◆ Task to carry out
Reproduce each of the records below verbatim, from the first line to the last, keeping every line in its original order.

◆ Data entries
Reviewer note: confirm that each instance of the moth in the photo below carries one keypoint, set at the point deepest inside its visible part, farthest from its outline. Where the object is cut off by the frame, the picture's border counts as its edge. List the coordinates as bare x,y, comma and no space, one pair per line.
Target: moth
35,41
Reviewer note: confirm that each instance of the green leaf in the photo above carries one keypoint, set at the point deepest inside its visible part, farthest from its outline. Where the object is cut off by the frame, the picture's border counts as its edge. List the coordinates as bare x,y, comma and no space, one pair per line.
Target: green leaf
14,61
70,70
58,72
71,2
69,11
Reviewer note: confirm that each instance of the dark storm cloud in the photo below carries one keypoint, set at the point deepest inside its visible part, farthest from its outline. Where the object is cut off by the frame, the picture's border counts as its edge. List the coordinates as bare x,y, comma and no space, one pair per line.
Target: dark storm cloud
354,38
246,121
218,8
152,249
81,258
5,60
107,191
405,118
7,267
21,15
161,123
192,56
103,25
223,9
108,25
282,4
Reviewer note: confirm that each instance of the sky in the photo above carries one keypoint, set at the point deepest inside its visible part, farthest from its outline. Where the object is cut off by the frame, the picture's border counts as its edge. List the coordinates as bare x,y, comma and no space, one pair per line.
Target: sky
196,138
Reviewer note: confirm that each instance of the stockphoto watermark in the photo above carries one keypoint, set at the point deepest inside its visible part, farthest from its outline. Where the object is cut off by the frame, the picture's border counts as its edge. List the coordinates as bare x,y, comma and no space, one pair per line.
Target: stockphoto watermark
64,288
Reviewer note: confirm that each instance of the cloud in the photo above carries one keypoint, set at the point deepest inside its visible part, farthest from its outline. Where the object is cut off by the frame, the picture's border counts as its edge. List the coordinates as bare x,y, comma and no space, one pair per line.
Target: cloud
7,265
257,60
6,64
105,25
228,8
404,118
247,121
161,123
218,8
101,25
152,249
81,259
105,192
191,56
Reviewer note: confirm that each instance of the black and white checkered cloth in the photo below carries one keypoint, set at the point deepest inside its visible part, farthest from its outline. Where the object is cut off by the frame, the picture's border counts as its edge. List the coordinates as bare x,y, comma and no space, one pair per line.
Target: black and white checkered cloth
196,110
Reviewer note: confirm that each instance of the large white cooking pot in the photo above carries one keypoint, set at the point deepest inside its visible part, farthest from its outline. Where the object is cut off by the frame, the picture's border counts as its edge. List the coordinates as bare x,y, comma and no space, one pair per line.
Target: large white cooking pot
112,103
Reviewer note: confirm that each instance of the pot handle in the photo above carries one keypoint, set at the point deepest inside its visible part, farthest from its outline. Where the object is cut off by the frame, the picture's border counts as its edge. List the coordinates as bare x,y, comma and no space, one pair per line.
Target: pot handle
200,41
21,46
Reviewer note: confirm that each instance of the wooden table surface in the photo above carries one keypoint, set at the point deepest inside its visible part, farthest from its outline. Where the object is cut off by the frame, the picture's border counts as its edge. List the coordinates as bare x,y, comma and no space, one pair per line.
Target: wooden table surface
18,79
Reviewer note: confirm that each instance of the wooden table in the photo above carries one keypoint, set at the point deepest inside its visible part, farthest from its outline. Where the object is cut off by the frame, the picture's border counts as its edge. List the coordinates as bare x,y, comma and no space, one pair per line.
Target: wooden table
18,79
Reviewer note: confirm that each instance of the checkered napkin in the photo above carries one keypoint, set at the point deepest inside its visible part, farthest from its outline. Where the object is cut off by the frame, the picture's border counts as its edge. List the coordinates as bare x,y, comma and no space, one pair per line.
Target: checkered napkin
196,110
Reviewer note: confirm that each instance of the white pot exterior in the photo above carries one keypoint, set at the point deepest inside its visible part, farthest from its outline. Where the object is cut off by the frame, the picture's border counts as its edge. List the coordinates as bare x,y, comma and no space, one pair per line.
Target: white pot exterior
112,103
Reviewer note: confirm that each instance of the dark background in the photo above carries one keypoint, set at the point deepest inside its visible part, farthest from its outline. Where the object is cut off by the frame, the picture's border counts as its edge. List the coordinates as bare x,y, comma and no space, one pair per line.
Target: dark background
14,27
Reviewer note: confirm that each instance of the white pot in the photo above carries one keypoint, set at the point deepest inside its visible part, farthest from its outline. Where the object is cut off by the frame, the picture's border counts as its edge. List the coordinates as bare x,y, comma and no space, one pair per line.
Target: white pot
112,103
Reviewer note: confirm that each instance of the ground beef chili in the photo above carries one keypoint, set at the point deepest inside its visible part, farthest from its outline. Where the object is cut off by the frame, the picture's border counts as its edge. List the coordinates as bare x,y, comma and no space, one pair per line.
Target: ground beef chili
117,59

◆ Exercise answer
Reviewer note: confirm that each instance of the moth in the photo below carries one keypoint, set at the point deepest inside its visible part, farthest from its outline. Where the object is cut off by the frame, the picture's border counts as its edge. List the coordinates as bare x,y, comma and no space, one pair per line.
Target: moth
35,41
Reviewer note: confirm that each instance of the green leaf in the photo above carries one keypoint, set at the point deepest inside its visible part, farthest from its outline. Where the object is cut off by the frame, the picture's border counts as its edge. List the coordinates as bare x,y, comma and no space, one pair per line.
Target: green leaf
14,61
70,70
58,72
71,2
69,11
Reviewer note: confirm that each instance of the dark storm cloud in the photo below carries one keypoint, set at the point deepest inside its visible part, farthest from its outline. Where the object is cut off by the frame, the picture's border counts as its edge. List the coordinates as bare x,y, comma and no space, one pair per line.
Target: dark storm cloud
354,38
246,121
218,8
152,249
81,258
5,60
107,191
405,118
7,267
21,15
161,123
192,56
103,25
223,9
108,25
282,4
Reviewer note: confirm that each instance of the sky in the photo above carries one keypoint, set at the point deepest inside its visible part, farthest from its outline. Where the object is cut off by the frame, the picture's border counts as its edge. List the coordinates as bare x,y, comma and no space, one pair per line.
Target: sky
196,138
Reviewer note: confirm that each instance of the stockphoto watermark in the photo above carries one keypoint, set at the point deepest inside its visible part, farthest from its outline. Where the object is cut off by the frame, the picture's border counts as its edge. List the coordinates as bare x,y, comma and no space, one pair per line.
Target: stockphoto watermark
64,288
Reviewer note: confirm that each instance of the cloud in the photo above carries one keypoint, set at the point deepest inside its visible part, farthest from its outline. Where the object is cut off by the frame, the picture's border counts as its edge. List the coordinates as bare x,y, comma and no space, one pair per line.
Target: cloud
7,265
257,60
6,64
105,25
228,8
404,118
247,121
161,123
218,8
101,25
152,249
81,259
105,192
191,56
Reviewer note: confirm that each instance of the black and white checkered cloth in the photo below carries one keypoint, set at the point deepest inside its visible part, farthest from its outline. Where the object is cut off by the frame, the picture's border counts as its edge. List the coordinates as bare x,y, comma and no space, one pair per line.
Target: black and white checkered cloth
196,110
Reviewer note: confirm that each instance of the large white cooking pot in the photo above carries one keypoint, set at the point deepest inside its visible part, farthest from its outline. Where the object is cut off by the frame, the picture's border counts as its edge. List the coordinates as bare x,y, comma and no space, one pair per line.
Target: large white cooking pot
112,103
Reviewer note: confirm that each instance of the pot handle in the photo above carries one keypoint, set at the point deepest inside its visible part, farthest from its outline. Where the object is cut off by the frame, the picture's border counts as its edge. List the coordinates as bare x,y, comma and no space, one pair per line.
Target: pot handle
200,41
21,46
Reviewer note: confirm that each instance of the wooden table surface in the photo above carries one keypoint, set at the point deepest inside its visible part, farthest from its outline. Where the object is cut off by the frame, the picture's border counts as its edge. List the coordinates as bare x,y, comma and no space, one pair per line.
Target: wooden table surface
18,79
Reviewer note: confirm that each instance of the wooden table in the photo above carries one keypoint, set at the point deepest inside its visible part, farthest from its outline. Where the object is cut off by the frame, the picture's border counts as its edge. List the coordinates as bare x,y, comma and no space, one pair per line.
Target: wooden table
18,79
Reviewer note: confirm that each instance of the checkered napkin in the photo above carries one keypoint, set at the point deepest inside its visible part, farthest from its outline. Where the object is cut off by the frame, the picture's border counts as its edge. List the coordinates as bare x,y, comma and no space, one pair per line.
Target: checkered napkin
196,110
Reviewer note: confirm that each instance of the white pot exterior in the photo above carries one keypoint, set at the point deepest inside its visible part, farthest from its outline. Where the object is cut off by the frame, the picture's border counts as its edge. List the coordinates as bare x,y, comma and no space, one pair per line.
Target: white pot exterior
112,103
Reviewer note: confirm that each instance of the dark background in the photo above carries one keypoint, set at the point deepest inside its visible part, farthest from its outline. Where the object is cut off by the frame, the picture's border counts as its edge. List the coordinates as bare x,y, comma and no space, one pair per line.
Target: dark background
14,27
Reviewer note: confirm that each instance of the white pot in the photo above carries one keypoint, set at the point deepest inside its visible part, farthest from its outline. Where the object is cut off by the frame, the picture's border counts as its edge. List the coordinates as bare x,y, comma and no space, one pair per line.
Target: white pot
112,103
Reviewer note: confirm that each instance of the ground beef chili in the photo above carries one keypoint, set at the point deepest inside its visible part, farthest from its outline. Where the object is cut off by the frame, the picture's border counts as its edge. List the coordinates as bare x,y, comma and no space, one pair per line.
Target: ground beef chili
117,59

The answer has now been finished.